What you will do:
Please give the listing again in its entirety, exactly as written.
----------------------------------------
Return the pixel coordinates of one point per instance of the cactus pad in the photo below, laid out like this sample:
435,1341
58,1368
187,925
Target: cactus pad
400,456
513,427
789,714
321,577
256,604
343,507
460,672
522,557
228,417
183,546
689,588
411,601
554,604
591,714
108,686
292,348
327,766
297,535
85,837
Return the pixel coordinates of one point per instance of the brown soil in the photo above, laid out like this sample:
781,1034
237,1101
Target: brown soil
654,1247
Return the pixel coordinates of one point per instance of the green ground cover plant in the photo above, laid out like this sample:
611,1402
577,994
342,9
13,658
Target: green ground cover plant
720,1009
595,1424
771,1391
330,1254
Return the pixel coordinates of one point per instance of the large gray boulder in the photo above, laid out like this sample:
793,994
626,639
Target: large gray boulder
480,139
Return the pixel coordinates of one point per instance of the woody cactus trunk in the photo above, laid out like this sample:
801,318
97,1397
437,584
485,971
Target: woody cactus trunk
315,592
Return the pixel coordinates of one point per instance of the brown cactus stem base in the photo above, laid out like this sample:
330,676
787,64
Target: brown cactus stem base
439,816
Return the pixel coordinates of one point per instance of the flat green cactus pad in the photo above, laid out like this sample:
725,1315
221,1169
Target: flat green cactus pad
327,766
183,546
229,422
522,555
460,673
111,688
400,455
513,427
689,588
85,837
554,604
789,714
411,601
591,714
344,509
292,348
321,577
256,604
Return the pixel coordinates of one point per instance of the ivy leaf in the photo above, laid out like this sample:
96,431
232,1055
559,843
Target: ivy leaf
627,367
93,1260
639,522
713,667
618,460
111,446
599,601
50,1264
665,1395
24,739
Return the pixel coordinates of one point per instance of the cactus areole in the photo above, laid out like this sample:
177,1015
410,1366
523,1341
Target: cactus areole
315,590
----------------------------------------
Correct answer:
Return the pixel coordinates of one point per instance of the cactus pad in the photo below, laid out like this sample:
435,1341
58,1368
187,925
Target: cactus pad
400,456
513,427
789,714
321,577
256,604
343,507
460,672
522,557
228,417
183,546
689,588
411,601
554,604
591,714
108,686
292,348
327,766
297,535
85,837
Return the pixel coordinates of one point per instance of the brown soil in the photo above, laid out like this sample:
781,1034
237,1101
Target: brown soil
654,1247
Return the pixel coordinates of one point per instance of the green ground cover plant in the photo above, laid out like this sample:
611,1402
577,994
342,9
13,658
Target: green ground cover plant
720,1009
595,1424
771,1391
330,1254
Return the pixel coordinates of one point per instance of the large gray boulder in the photo above, laid out like this sample:
793,994
626,639
Target: large gray boulder
480,139
Return the pixel coordinates of one point per instance of the woody cactus trunk in the photo above, laid out like this sample:
801,318
97,1397
437,584
485,971
Target: woody cactus trunk
315,592
Return the pixel coordinates of one point per instance of the brown cactus stem base in the photo above, laid out like this sample:
330,676
787,64
Target: brown cactus stem base
439,816
Return the pixel coordinates of one point per instance of the flat green cactus pad in the photo above, laid out like this sample:
725,1315
221,1169
Target: flat green cactus pad
327,766
183,546
229,422
522,555
460,673
111,688
400,455
513,427
689,588
85,837
554,604
789,714
411,601
591,714
344,509
292,348
321,577
256,604
Return the pixel coordinates of one point per instance of the ivy leaf in the photo above, laid out like this sample:
96,431
232,1055
559,843
Target: ivy leaf
627,367
93,1260
639,522
713,667
618,460
111,446
599,601
50,1264
665,1395
24,739
Return the pixel coordinates of one point per instance of the cactus areole in the photo above, laid out like this sample:
177,1015
410,1366
523,1341
Target: cactus areole
315,590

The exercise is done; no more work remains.